**Objectives**
1. For each statement below, say whether it agrees with the OMB press release. Answer yes or no and quote the words that decide it. (a) OMB sent letters to the Department of Health and Human Services and the Occupational Safety and Health Administration. (b) One letter asked that a rulemaking on trans fatty acid labeling be slowed down. (c) This was the second time OMB publicly used its analytic resources to encourage new regulatory actions.
2. List every government body or office that the OMB press release names in full.
3. Resume the OMB press release after its final sentence.

**Provided text**

= = = = =

OMB Encourages Lifesaving Actions by Regulators

Washington, DC, September 18, 2001 -- The Office of Management and Budget today sent "prompt letters" to the Department of Health and Human Services and the Occupational Safety and Health Administration asking them to give greater priority to two lifesaving issues. One letter urges acceleration of an ongoing rulemaking concerning the labeling of trans fatty acid content in foods while the other promotes use of automated external defibrillators (AEDs) in the workplace. These actions represent the first time that OMB, through its Office of Information and Regulatory Affairs (OIRA), has publicly used its analytic resources to encourage new regulatory actions as opposed to reviewing decisions initiated by agencies.

= = = = =

Pointing dataset excerpts:
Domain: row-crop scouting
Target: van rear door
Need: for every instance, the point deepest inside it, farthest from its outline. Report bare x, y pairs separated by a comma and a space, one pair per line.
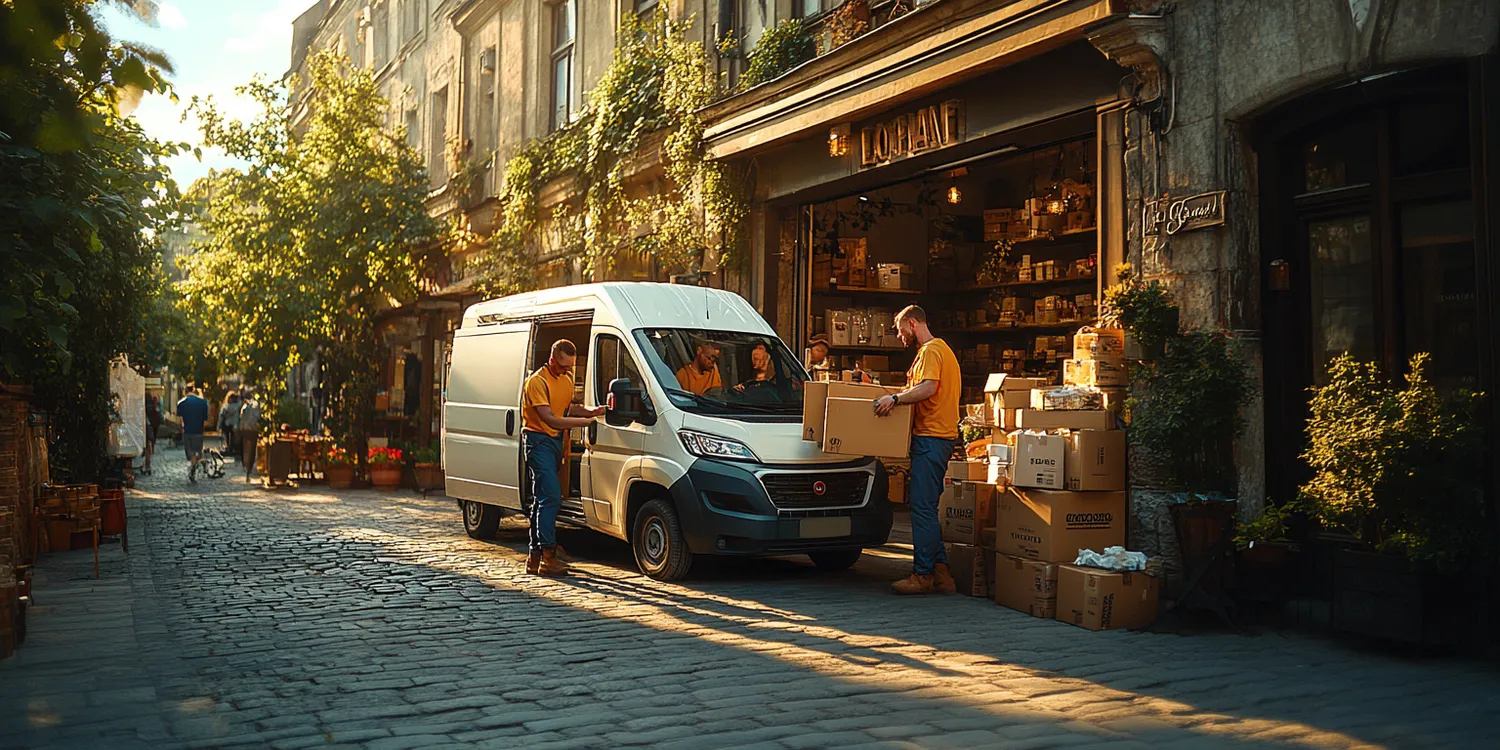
482, 417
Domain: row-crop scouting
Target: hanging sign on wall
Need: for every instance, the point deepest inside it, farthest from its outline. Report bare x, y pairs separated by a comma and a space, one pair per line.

= = = = =

**Set of answers**
1.
(a) Yes: "sent "prompt letters" to the Department of Health and Human Services and the Occupational Safety and Health Administration"
(b) No: "One letter urges acceleration of an ongoing rulemaking concerning the labeling of trans fatty acid content in foods"
(c) No: "These actions represent the first time that OMB, through its Office of Information and Regulatory Affairs (OIRA), has publicly used its analytic resources"

2.
- Office of Management and Budget
- Department of Health and Human Services
- Occupational Safety and Health Administration
- Office of Information and Regulatory Affairs

3.
The prompt letter is a new tool created by OIRA’s Administrator, John D. Graham, to highlight issues that may warrant the attention of regulators. At his confirmation hearing this past spring, Dr. Graham pledged to use OMB’s analytic resources to influence the priorities of regulatory agencies. These prompt letters are not meant to have legal authority but rather are designed to bring issues to the attention of agencies in a transparent manner that permits public scrutiny and debate.


"In addition to OIRA’s traditional role of providing regulatory oversight, we’re going to work more closely with the agencies at the beginning and throughout the rulemaking process. OMB Director Mitch Daniels and I believe that these and future prompt letters will be an important means of drawing agency and public attention to important issues that warrant consideration and action," said Dr. Graham.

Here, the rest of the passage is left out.